-- Begin --

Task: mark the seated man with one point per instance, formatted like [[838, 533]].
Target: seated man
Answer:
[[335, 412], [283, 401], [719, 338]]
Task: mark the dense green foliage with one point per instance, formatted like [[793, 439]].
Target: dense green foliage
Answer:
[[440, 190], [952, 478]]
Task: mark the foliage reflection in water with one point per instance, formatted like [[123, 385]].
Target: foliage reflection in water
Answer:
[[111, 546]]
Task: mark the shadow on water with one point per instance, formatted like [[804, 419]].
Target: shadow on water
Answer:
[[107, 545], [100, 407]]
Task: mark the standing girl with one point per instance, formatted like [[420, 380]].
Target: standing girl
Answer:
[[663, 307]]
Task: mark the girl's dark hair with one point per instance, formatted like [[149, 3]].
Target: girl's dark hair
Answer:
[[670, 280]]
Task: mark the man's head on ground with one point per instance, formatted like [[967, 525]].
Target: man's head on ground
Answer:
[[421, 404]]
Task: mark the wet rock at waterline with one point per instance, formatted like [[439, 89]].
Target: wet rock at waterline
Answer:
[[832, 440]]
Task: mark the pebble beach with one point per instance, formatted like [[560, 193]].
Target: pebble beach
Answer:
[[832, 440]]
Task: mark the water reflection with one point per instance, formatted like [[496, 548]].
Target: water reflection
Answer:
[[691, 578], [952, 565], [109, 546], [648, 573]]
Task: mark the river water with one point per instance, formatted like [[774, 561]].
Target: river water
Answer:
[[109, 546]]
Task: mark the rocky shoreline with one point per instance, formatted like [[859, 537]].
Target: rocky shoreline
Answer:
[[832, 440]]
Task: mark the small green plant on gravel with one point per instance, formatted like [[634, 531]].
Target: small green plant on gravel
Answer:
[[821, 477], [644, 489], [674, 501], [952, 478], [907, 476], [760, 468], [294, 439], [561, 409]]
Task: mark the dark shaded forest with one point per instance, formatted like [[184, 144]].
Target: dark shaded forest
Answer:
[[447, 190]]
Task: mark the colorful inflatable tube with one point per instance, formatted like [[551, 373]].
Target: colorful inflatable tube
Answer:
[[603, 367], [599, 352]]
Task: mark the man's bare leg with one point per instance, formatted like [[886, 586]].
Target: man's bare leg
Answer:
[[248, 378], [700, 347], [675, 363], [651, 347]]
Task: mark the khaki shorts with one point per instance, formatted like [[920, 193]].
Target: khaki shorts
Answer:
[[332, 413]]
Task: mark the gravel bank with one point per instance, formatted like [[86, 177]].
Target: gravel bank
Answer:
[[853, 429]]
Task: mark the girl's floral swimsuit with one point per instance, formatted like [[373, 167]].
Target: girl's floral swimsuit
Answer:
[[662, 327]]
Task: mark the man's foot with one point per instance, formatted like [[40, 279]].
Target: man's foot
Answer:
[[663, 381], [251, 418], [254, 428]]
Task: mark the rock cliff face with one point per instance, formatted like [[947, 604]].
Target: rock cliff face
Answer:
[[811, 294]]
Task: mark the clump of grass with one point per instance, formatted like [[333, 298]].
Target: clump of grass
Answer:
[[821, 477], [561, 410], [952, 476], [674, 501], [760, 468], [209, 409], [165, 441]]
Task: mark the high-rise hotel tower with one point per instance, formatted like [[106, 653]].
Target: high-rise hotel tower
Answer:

-- End --

- **PROBLEM**
Above are some records; extract every one of them exactly.

- **FINAL ANSWER**
Task: mark the seated man with one point per instance, formatted like [[838, 533]].
Target: seated man
Answer:
[[335, 412], [283, 401], [719, 338]]
Task: mark the dense green foliage with one point per instance, formatted like [[793, 439]].
Target: dense green foliage
Answer:
[[440, 190], [952, 478]]
Task: mark the foliage reflection in water with one point per instance, formatted like [[123, 385]].
Target: foliage reflection in water
Answer:
[[111, 546]]
Task: mark the shadow on water with one point per instance, formatted like [[804, 419]].
Target: shadow on water
Answer:
[[107, 545], [100, 407]]
Task: mark the standing girl with one point per instance, formatted like [[420, 380]].
Target: standing girl
Answer:
[[663, 307]]
Task: mark the girl's dark hair with one point per instance, formatted like [[149, 3]].
Target: girl's dark hair
Answer:
[[670, 280]]
Task: mark the man's head on ground with one point per instance, formatted like [[967, 525]].
Target: man's head on ground
Answer:
[[421, 404]]
Task: mark the wet rock at waterline with one point per instance, formatted like [[439, 89]].
Target: wet rock at waterline
Answer:
[[832, 440]]
Task: mark the pebble beach with one point per instance, formatted like [[560, 193]].
Target: pebble beach
Answer:
[[832, 440]]
Task: mark the water reflection with one point per instance, formatted like [[496, 548]].
Target: water reflection
Answer:
[[691, 578], [952, 565], [109, 546], [648, 573]]
Task: mark the river water with one point per instance, formatted like [[774, 561]].
Target: river water
Answer:
[[109, 546]]
Task: mark the rocky shoreline with one point per instance, formatted like [[859, 537]].
Target: rocky shoreline
Answer:
[[832, 440]]
Task: mark the small green plant on gravel with one point per instance, formatted like [[634, 531]].
Target: small green plant on gravel
Answer:
[[821, 477], [644, 489], [674, 501], [952, 478], [907, 476], [760, 468], [294, 439], [561, 409]]
Task: mark the dark shaded forest with one point per instance, formatted like [[184, 144]].
Target: dark shaded forest
Answer:
[[447, 190]]
Task: mark the colorful inflatable tube with one point per instance, formatted like [[551, 373]].
Target: colorful inflatable tube
Answer:
[[603, 367], [599, 352]]
Task: mark the man's bare leg with one point per instance, formatted like [[886, 586]].
Target: man's bare leg
Answer:
[[248, 378], [700, 347], [675, 363], [651, 347]]
Task: mark the khaki shorts with one point per instance, formatted like [[920, 193]].
Target: khaki shorts
Answer:
[[332, 413]]
Task: mark the gravel bank with one point per instance, formatted like [[86, 177]].
Target: gravel bank
Answer:
[[853, 429]]
Task: mark the girl's floral swimsuit with one point per instance, formatted like [[373, 167]].
Target: girl's floral swimsuit
Answer:
[[662, 327]]
Task: mark the man's foot with one point per instance, formatted like [[40, 279]].
Target: man's foot
Answer:
[[663, 381], [251, 418], [254, 428]]
Task: mark the rock cliff face with one point per instance, formatted like [[947, 604]].
Target: rock cliff face
Answer:
[[811, 294]]
Task: mark the clump of grass with one point per instance, formatted like [[333, 298]].
Target: clump of grass
Answer:
[[821, 477], [561, 410], [952, 476], [674, 501], [760, 468], [209, 409], [165, 441]]
Task: mark the high-rise hotel tower with one point per instance, formatted like [[106, 653]].
Target: high-rise hotel tower
Answer:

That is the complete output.